Written exercise
Copy every line of the data exactly, leaving nothing out.

Dataset
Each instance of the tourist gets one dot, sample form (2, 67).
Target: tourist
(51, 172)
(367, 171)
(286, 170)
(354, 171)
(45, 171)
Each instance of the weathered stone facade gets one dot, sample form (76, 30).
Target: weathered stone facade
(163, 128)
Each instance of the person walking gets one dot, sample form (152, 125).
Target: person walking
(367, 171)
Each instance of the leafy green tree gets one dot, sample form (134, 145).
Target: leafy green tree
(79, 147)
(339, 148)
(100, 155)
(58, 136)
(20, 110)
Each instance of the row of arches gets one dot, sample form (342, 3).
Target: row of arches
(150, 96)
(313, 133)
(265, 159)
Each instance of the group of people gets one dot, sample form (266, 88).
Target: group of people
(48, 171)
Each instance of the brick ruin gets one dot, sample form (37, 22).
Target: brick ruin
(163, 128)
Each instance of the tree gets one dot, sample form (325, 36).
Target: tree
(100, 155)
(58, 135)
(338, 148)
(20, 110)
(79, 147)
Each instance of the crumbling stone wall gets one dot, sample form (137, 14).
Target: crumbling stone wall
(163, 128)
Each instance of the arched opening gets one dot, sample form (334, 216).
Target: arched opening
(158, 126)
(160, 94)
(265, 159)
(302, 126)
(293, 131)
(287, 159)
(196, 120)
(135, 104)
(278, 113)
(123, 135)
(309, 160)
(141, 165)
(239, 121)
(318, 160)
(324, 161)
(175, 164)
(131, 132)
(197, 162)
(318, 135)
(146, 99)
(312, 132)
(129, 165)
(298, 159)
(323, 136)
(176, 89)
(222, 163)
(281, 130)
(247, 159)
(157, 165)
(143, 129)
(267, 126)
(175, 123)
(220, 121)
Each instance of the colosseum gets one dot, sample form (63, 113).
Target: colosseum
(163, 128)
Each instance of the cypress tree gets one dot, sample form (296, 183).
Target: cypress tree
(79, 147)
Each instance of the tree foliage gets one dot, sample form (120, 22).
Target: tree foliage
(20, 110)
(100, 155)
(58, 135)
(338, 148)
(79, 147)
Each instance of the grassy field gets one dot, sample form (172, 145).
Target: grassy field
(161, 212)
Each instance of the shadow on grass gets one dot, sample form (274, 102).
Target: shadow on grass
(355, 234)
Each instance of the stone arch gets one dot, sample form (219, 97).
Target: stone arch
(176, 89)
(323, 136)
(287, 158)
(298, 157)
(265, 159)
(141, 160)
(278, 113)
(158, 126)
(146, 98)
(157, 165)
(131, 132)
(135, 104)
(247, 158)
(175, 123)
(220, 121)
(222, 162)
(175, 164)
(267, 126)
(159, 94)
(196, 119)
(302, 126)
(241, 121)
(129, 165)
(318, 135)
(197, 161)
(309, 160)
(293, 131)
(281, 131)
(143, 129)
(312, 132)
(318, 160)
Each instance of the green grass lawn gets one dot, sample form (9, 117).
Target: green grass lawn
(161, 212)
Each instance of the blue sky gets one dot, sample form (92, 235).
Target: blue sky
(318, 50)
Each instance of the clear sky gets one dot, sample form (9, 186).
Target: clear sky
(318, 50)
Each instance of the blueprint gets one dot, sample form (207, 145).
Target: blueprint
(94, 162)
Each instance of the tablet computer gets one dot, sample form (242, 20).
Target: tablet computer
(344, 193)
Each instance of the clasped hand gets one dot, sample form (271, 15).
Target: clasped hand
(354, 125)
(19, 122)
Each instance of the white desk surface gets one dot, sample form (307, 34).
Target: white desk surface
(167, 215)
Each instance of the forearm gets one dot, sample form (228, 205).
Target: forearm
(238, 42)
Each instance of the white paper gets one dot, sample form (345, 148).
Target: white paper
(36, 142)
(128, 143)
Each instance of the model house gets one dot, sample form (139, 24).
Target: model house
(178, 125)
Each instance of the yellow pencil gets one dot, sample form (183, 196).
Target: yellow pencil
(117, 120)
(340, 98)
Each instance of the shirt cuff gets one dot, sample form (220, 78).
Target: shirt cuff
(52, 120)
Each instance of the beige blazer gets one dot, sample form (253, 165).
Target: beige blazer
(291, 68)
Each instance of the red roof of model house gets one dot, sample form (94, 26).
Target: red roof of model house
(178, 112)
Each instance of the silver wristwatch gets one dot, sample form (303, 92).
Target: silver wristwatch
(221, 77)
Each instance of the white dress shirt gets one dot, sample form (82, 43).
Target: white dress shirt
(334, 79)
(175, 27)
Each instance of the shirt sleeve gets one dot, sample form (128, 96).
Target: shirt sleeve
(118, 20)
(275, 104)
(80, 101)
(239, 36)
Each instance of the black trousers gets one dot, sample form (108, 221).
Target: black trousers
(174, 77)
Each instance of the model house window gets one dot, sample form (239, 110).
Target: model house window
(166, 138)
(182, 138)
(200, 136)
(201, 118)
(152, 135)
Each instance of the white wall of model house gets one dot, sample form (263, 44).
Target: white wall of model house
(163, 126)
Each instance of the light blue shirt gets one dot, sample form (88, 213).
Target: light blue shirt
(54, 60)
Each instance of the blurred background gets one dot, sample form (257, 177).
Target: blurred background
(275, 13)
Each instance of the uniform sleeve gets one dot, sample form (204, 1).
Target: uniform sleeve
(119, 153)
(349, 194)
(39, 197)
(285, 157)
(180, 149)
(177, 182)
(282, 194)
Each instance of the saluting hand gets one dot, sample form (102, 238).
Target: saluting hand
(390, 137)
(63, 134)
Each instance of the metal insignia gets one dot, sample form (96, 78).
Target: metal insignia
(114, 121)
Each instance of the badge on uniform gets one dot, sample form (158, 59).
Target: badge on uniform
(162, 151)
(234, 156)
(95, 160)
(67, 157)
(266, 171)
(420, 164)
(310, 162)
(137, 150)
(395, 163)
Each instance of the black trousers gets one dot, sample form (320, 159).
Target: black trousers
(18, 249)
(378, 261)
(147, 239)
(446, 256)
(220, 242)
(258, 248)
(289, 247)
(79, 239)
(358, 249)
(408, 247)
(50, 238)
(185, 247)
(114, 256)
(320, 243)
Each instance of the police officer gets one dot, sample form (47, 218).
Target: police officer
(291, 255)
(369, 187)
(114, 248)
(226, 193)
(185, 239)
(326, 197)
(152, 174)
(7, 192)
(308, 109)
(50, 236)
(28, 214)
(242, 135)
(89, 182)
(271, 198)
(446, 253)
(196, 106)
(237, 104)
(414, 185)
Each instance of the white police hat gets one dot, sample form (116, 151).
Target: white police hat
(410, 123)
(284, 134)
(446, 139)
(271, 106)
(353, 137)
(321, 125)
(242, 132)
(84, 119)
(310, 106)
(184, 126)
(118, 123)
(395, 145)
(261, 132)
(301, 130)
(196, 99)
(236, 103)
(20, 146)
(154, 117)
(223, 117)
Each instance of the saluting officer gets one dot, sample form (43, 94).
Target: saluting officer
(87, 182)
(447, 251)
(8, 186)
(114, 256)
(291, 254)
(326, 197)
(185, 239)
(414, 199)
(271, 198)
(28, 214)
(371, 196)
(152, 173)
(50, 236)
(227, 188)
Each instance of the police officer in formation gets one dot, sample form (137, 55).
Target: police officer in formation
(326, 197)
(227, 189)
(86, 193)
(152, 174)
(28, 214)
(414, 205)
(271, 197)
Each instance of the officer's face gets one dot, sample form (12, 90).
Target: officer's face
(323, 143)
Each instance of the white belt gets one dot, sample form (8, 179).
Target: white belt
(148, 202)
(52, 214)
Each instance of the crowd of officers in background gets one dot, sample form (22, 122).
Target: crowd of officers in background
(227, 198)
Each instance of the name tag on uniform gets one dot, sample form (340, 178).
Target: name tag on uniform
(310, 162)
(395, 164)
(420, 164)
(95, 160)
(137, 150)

Final result
Each instance of the tourist gets one dot, sample form (2, 67).
Target: tourist
(51, 172)
(367, 171)
(286, 170)
(354, 171)
(45, 171)
Each instance of the weathered stone facade gets one dot, sample form (76, 30).
Target: weathered stone facade
(163, 128)
Each instance of the person walking gets one dot, sample form (152, 125).
Target: person walking
(367, 171)
Each instance of the leafy green tree gets one dot, sample form (134, 145).
Target: leafy green tree
(79, 147)
(339, 148)
(100, 155)
(58, 136)
(20, 110)
Each instance of the row of arches gets one dot, sample form (342, 3).
Target: row of arches
(150, 96)
(313, 133)
(265, 159)
Each instance of the group of people gets one dot, sample form (266, 88).
Target: group of people
(48, 171)
Each instance of the brick ruin gets one dot, sample form (37, 22).
Target: brick ruin
(163, 128)
Each instance of the tree gets one dot, sample form (325, 36).
Target: tree
(100, 155)
(58, 135)
(338, 148)
(20, 110)
(79, 147)
Each instance of the crumbling stone wall gets one dot, sample form (137, 14).
Target: crumbling stone wall
(163, 128)
Each instance of the arched opening gets one dot, sample form (334, 216).
Target: arched opening
(158, 126)
(160, 94)
(265, 159)
(302, 126)
(293, 131)
(287, 159)
(196, 120)
(135, 104)
(278, 113)
(123, 135)
(309, 160)
(141, 165)
(239, 121)
(318, 160)
(324, 161)
(175, 164)
(131, 132)
(197, 162)
(318, 135)
(146, 99)
(312, 132)
(129, 165)
(298, 159)
(323, 136)
(176, 89)
(222, 163)
(281, 130)
(247, 159)
(157, 165)
(143, 129)
(267, 126)
(175, 123)
(220, 121)
Each instance of the colosseum gets one dot, sample form (63, 113).
Target: colosseum
(163, 128)
Each instance of the cypress tree gets one dot, sample form (296, 183).
Target: cypress tree
(79, 147)
Each instance of the tree foliage gets one dot, sample form (120, 22).
Target: tree foliage
(20, 110)
(100, 155)
(58, 135)
(338, 148)
(79, 147)
Each instance of the grassy field gets one dot, sample form (172, 145).
Target: grassy field
(161, 212)
Each instance of the shadow on grass gets one dot, sample form (274, 102).
Target: shadow on grass
(355, 234)
Each instance of the stone arch gets one dot, sample form (219, 97).
Target: stone arch
(176, 89)
(323, 136)
(287, 158)
(298, 157)
(265, 159)
(141, 160)
(278, 113)
(158, 126)
(146, 98)
(157, 165)
(131, 132)
(135, 104)
(247, 158)
(175, 123)
(220, 121)
(222, 162)
(175, 164)
(267, 126)
(159, 94)
(196, 119)
(302, 126)
(241, 121)
(129, 165)
(318, 135)
(197, 161)
(309, 160)
(293, 131)
(281, 131)
(143, 129)
(312, 132)
(318, 160)
Each instance of the green grass lawn gets one dot, sample form (9, 117).
Target: green grass lawn
(161, 212)
Each instance of the blue sky gets one dot, sample form (92, 235).
Target: blue sky
(318, 50)
Each instance of the clear sky gets one dot, sample form (9, 186).
Target: clear sky
(318, 50)
Each instance of the blueprint gets one dot, sample form (207, 145).
Target: blueprint
(94, 162)
Each instance of the tablet computer gets one dot, sample form (242, 20).
Target: tablet computer
(344, 193)
Each instance of the clasped hand gets one dot, sample form (271, 15).
Target: clasped hand
(354, 125)
(19, 122)
Each instance of the white desk surface gets one dot, sample form (307, 34).
Target: white desk surface
(167, 215)
Each instance of the forearm gets one dot, sample form (228, 205).
Target: forearm
(238, 42)
Each instance of the white paper gets one dot, sample form (345, 148).
Target: white paper
(36, 142)
(128, 143)
Each instance of the model house gets one dot, sample form (139, 24).
Target: model house
(178, 125)
Each instance of the yellow pencil gets one dot, sample form (183, 196).
Target: yellow pencil
(117, 120)
(340, 98)
Each instance of the shirt cuff gets one dot, sample form (220, 78).
Target: shirt cuff
(52, 120)
Each instance of the beige blazer gets one dot, sample form (253, 165).
Target: beige blazer
(291, 68)
Each instance of the red roof of model house gets one dot, sample form (94, 26).
Target: red roof of model house
(178, 112)
Each instance of the silver wristwatch gets one dot, sample form (303, 92).
Target: silver wristwatch
(221, 77)
Each instance of the white dress shirt gets one dot, sample form (82, 43).
Target: white dress shirt
(334, 79)
(175, 27)
Each instance of the shirt sleeve gets one dot, sample form (128, 96).
Target: shirt sleeve
(118, 20)
(275, 104)
(80, 101)
(239, 36)
Each instance of the black trousers gets one dot, sample form (108, 221).
Target: black trousers
(174, 77)
Each instance of the model house window gets one dot, sample form (239, 110).
Target: model house window
(166, 138)
(182, 138)
(200, 136)
(201, 118)
(152, 135)
Each instance of the white wall of model house gets one dot, sample form (263, 44).
Target: white wall of model house
(163, 126)
Each instance of the light blue shirt gets one dot, sample form (88, 213).
Target: light blue shirt
(54, 60)
Each instance of the blurred background gets one dot, sample form (257, 177).
Target: blurred background
(275, 13)
Each instance of the uniform sleeve gets one dot, sample form (204, 1).
Target: uniform sleeve
(119, 153)
(349, 194)
(39, 197)
(285, 157)
(180, 149)
(177, 182)
(282, 194)
Each instance of the saluting hand gets one dot, sample form (102, 238).
Target: saluting hand
(390, 137)
(63, 134)
Each instance of the metal insignia gets one dot, sample form (96, 78).
Target: metal insignia
(114, 121)
Each instance of the badge on uniform gets one dot, sample form (158, 59).
Target: badge on uniform
(162, 151)
(234, 156)
(95, 160)
(67, 157)
(266, 171)
(420, 164)
(310, 162)
(137, 150)
(395, 163)
Each instance of the black trousers gets one dot, sample form (320, 159).
Target: black trousers
(18, 249)
(378, 261)
(147, 239)
(446, 256)
(220, 242)
(258, 248)
(289, 247)
(79, 239)
(358, 249)
(408, 247)
(50, 238)
(185, 247)
(114, 256)
(320, 243)
Each instance of the police officer gets one dot, sample form (47, 218).
Target: police officer
(291, 255)
(369, 187)
(114, 248)
(226, 193)
(185, 239)
(326, 197)
(152, 174)
(7, 192)
(308, 109)
(50, 236)
(28, 214)
(242, 135)
(89, 182)
(271, 198)
(446, 253)
(196, 106)
(237, 104)
(414, 185)
Each instance of the white police hat gets one dot, sample form (116, 151).
Target: white police hat
(410, 123)
(284, 134)
(446, 139)
(271, 106)
(353, 137)
(321, 125)
(242, 132)
(84, 119)
(310, 106)
(184, 126)
(118, 123)
(395, 145)
(261, 132)
(301, 130)
(196, 99)
(236, 103)
(20, 146)
(154, 117)
(223, 117)
Each instance of the saluting officer gets one dot, sample form (43, 94).
Target: saluting officer
(87, 182)
(447, 251)
(8, 186)
(114, 256)
(291, 254)
(326, 197)
(185, 239)
(414, 199)
(271, 198)
(28, 214)
(371, 196)
(152, 173)
(50, 236)
(227, 188)
Each instance of the police officer in formation gets one dot, sample form (137, 55).
Target: police officer in formation
(326, 197)
(227, 189)
(86, 193)
(152, 174)
(28, 214)
(414, 205)
(271, 197)
Each instance of the officer's face gets one dot, sample form (12, 90).
Target: officer's face
(323, 143)
Each instance of the white belt gets one dot, sample form (8, 179).
Target: white belt
(148, 202)
(52, 214)
Each instance of the crowd of officers in background gets one dot, sample form (22, 122).
Target: crowd of officers in background
(227, 198)
Each instance of the name tag on uniform gets one dot, sample form (340, 178).
Target: name tag on uniform
(310, 162)
(395, 164)
(420, 164)
(95, 160)
(137, 150)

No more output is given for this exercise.